>> Start MATERIAL PROVIDED
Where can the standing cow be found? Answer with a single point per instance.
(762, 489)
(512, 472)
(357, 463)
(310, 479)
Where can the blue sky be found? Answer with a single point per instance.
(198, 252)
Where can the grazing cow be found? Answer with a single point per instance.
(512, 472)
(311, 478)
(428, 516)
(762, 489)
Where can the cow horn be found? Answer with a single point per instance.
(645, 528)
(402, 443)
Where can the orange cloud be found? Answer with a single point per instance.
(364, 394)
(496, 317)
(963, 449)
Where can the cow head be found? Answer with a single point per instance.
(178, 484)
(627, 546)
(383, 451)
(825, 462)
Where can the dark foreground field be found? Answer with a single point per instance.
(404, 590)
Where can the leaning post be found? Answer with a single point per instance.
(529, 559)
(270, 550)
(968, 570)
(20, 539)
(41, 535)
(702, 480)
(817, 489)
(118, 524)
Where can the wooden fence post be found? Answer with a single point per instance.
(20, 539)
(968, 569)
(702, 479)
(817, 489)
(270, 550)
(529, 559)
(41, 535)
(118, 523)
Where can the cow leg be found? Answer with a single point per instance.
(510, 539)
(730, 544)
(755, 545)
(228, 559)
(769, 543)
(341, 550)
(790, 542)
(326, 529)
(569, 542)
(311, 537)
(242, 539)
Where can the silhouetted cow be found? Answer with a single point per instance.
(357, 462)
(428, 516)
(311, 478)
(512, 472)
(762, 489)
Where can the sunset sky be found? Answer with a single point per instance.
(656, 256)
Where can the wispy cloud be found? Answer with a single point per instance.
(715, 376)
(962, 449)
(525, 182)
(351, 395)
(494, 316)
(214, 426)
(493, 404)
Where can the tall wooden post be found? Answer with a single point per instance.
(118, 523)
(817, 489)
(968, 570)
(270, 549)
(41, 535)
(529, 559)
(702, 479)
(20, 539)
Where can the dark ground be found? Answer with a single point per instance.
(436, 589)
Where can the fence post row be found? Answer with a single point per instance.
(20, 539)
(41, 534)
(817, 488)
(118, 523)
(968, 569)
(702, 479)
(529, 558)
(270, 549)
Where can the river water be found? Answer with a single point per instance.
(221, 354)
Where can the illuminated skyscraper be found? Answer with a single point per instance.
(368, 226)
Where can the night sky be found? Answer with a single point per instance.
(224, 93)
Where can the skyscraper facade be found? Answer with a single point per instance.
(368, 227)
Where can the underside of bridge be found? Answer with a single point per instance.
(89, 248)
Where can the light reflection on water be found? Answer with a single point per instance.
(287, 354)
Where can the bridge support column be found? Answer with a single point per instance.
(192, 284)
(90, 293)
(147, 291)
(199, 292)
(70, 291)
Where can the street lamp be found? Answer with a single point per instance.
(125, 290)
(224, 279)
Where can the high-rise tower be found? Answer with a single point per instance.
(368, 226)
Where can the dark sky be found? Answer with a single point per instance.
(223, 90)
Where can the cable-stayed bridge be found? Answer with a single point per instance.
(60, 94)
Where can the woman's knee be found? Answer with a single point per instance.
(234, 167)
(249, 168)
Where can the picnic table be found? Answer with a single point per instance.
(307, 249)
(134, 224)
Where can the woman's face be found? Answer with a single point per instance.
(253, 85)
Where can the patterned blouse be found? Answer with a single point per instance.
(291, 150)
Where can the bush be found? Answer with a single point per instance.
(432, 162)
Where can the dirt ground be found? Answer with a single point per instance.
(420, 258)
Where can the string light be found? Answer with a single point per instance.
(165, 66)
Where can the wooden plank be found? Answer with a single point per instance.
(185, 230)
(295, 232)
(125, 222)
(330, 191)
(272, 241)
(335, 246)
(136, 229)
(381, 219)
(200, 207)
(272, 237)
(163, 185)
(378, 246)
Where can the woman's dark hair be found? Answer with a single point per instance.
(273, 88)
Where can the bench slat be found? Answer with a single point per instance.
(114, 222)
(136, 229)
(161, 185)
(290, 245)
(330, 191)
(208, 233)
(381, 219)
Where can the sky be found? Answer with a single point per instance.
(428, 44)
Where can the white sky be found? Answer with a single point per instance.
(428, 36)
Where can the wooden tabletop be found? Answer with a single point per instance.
>> End MATERIAL PROVIDED
## TO BE DONE:
Write out every one of these rows again, word for word and in the same order.

## REPLY:
Where can the standing cow be found? Answer with a single point per instance.
(762, 489)
(512, 472)
(357, 463)
(310, 479)
Where can the blue sky be found? Answer with a single point per instance.
(198, 252)
Where can the grazing cow be found? Answer with a single point per instance.
(512, 472)
(311, 478)
(428, 516)
(762, 489)
Where can the cow horn be found? Answer with a single point per instance.
(645, 528)
(402, 443)
Where can the orange cloud be found? Answer with a single point per instance.
(364, 394)
(496, 317)
(963, 449)
Where can the cow head be found? Answer with a single point per instance.
(178, 484)
(627, 546)
(383, 451)
(825, 462)
Where can the dark foreground field be found? Answer with a single point per instance.
(404, 590)
Where can the leaning post be found? Answer with a single point per instance.
(529, 559)
(270, 550)
(968, 570)
(20, 539)
(41, 535)
(702, 480)
(817, 489)
(118, 524)
Where can the wooden fence post be found? Answer with a single point per instance.
(20, 539)
(968, 569)
(702, 479)
(817, 489)
(270, 550)
(529, 559)
(41, 535)
(118, 523)
Where can the cow leg be found? Answer with a single point per instance.
(510, 539)
(730, 544)
(755, 545)
(228, 559)
(769, 543)
(341, 550)
(790, 542)
(326, 529)
(569, 542)
(311, 537)
(242, 539)
Where can the silhouetted cow be found? Answer with a single point per instance.
(357, 462)
(428, 516)
(311, 478)
(512, 472)
(762, 489)
Where can the sunset sky be found? Answer with a single point per instance.
(656, 256)
Where can the wispy cloud be found? Answer with a single point per instance.
(715, 376)
(962, 449)
(525, 182)
(351, 395)
(494, 316)
(214, 426)
(493, 404)
Where can the tall wooden post be found? Answer with a single point per instance.
(118, 523)
(817, 489)
(968, 570)
(270, 549)
(41, 535)
(529, 559)
(702, 479)
(20, 539)
Where can the dark ground be found? Answer with a single point per instance.
(436, 589)
Where can the fence post row be found? Answer with a single point per instance.
(20, 539)
(41, 534)
(817, 488)
(118, 523)
(968, 569)
(702, 479)
(529, 558)
(270, 549)
Where can the river water be found? Answer with a single point per instance.
(221, 354)
Where can the illuminated skyscraper be found? Answer with a single point per instance.
(368, 226)
Where can the night sky be found? Answer with a single point per instance.
(224, 93)
Where can the skyscraper facade be found? Answer with a single point per instance.
(368, 227)
Where can the underside of bridge be found? Answer with a single point per instance.
(89, 248)
Where can the light reflection on water be found? Answer with a single point per instance.
(287, 354)
Where can the bridge support column be found? Answer with a single point per instance.
(192, 284)
(90, 293)
(147, 291)
(199, 292)
(70, 291)
Where can the street lamp be found? Answer with a single point per instance.
(125, 290)
(224, 279)
Where can the high-rise tower be found? Answer with a single point per instance.
(368, 226)
Where can the dark sky be found? Answer with a single point per instance.
(223, 90)
Where can the cable-stayed bridge be found? Answer with a single point per instance.
(60, 94)
Where can the woman's knee be found? Answer with a single point per instance.
(234, 167)
(249, 168)
Where can the picnic table be found? Answer with a single point per instance.
(307, 249)
(134, 224)
Where can the woman's face be found? Answer with a single point per instance.
(253, 85)
Where can the patterned blouse be found? Answer with a single point per instance.
(291, 150)
Where can the bush be found? Answer with a single point per instance.
(432, 162)
Where can the dirt ground be found? Answer with a single point per instance.
(420, 258)
Where can the string light be found? Answer with a single point per instance.
(165, 66)
Where can the wooden plank be found? Answer with a single point per instance.
(185, 230)
(295, 232)
(125, 222)
(330, 191)
(272, 241)
(335, 246)
(136, 229)
(381, 219)
(200, 207)
(272, 237)
(163, 185)
(378, 246)
Where can the woman's dark hair be found? Answer with a single point per instance.
(273, 88)
Where can the bench slat be found? Answer with a single point per instance.
(114, 222)
(136, 229)
(161, 185)
(290, 245)
(330, 191)
(208, 233)
(381, 219)
Where can the sky be found? Answer with a single point per instance.
(428, 44)
Where can the white sky be found? Answer with a single point per instance.
(428, 36)
Where can the wooden tabletop be found? Answer with a single point per instance.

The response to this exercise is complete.